About this exercise: The lines below should be written out again in full, exactly as they are.

[Start of section]

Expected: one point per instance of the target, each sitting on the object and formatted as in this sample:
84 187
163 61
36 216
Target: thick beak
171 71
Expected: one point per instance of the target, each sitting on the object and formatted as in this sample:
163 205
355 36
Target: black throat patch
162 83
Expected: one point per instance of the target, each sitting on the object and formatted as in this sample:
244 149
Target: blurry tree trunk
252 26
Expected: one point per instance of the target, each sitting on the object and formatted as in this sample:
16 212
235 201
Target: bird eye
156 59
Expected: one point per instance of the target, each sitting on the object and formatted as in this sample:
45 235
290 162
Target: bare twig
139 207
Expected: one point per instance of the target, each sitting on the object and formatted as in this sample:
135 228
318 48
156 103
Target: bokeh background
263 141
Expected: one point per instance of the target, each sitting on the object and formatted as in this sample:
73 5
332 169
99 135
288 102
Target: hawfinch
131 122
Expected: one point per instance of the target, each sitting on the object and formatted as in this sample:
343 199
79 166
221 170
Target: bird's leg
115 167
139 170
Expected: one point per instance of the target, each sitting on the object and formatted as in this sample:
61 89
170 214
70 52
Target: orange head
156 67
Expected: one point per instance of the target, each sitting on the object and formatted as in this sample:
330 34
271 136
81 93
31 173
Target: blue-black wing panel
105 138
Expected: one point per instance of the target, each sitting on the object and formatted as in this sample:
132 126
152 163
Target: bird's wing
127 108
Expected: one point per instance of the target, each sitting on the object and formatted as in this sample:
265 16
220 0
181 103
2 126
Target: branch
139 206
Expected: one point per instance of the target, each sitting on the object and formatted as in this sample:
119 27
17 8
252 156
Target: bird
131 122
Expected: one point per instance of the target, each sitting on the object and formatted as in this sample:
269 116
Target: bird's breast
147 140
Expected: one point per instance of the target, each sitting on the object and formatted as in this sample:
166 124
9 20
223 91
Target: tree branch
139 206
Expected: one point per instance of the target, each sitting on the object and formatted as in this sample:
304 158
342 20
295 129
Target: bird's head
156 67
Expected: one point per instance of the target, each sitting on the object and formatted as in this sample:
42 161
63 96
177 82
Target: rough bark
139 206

[End of section]

Answer to this problem:
Expected: one point per instance of the target, each sitting on the object and formatted as in this sample:
84 187
163 61
36 216
Target: thick beak
171 71
Expected: one point per instance of the target, each sitting on the object and formatted as in this sample:
163 205
355 36
Target: black throat patch
162 83
Expected: one point per instance of the target, each sitting on the object and formatted as in this sample:
244 149
Target: blurry tree trunk
252 26
Expected: one point per instance of the target, each sitting on the object and formatted as in this sample:
16 212
235 201
Target: bird eye
156 59
Expected: one point per instance of the target, each sitting on the object and formatted as in this sample:
45 235
290 162
Target: bare twig
139 207
Expected: one point per instance of the target, each sitting on the object and formatted as in this sample:
135 228
318 48
156 103
Target: bokeh background
263 141
Expected: one point per instance of the target, each sitting on the object and formatted as in this sample:
73 5
332 169
99 135
288 102
Target: hawfinch
131 122
Expected: one point per instance of the target, each sitting on the object and formatted as in this sample:
343 199
79 166
221 170
Target: bird's leg
115 167
139 170
Expected: one point per instance of the target, each sitting on the object and formatted as in this sample:
61 89
170 214
70 52
Target: orange head
156 67
Expected: one point per instance of the target, each sitting on the object and formatted as in this sample:
330 34
271 136
81 93
31 173
Target: blue-black wing panel
105 138
Expected: one point per instance of the target, each sitting on the object and formatted as in this sample:
132 126
152 163
Target: bird's wing
127 108
Expected: one point per instance of the target, each sitting on the object and formatted as in this sample:
265 16
220 0
181 103
2 126
Target: branch
139 206
Expected: one point per instance of the target, each sitting on the object and formatted as in this sample:
119 27
17 8
252 156
Target: bird
131 122
Expected: one point per instance of the target, each sitting on the object and formatted as in this sample:
269 116
Target: bird's breast
147 140
Expected: one point per instance of the target, each sitting on the object and formatted as in this sample:
166 124
9 20
223 91
Target: tree branch
139 206
Expected: one point per instance of the target, each sitting on the object and formatted as in this sample:
304 158
342 20
295 129
Target: bird's head
156 67
Expected: one point per instance of the target, each sitting on the object and formatted as in this sample:
42 161
63 96
177 82
Target: rough bark
139 206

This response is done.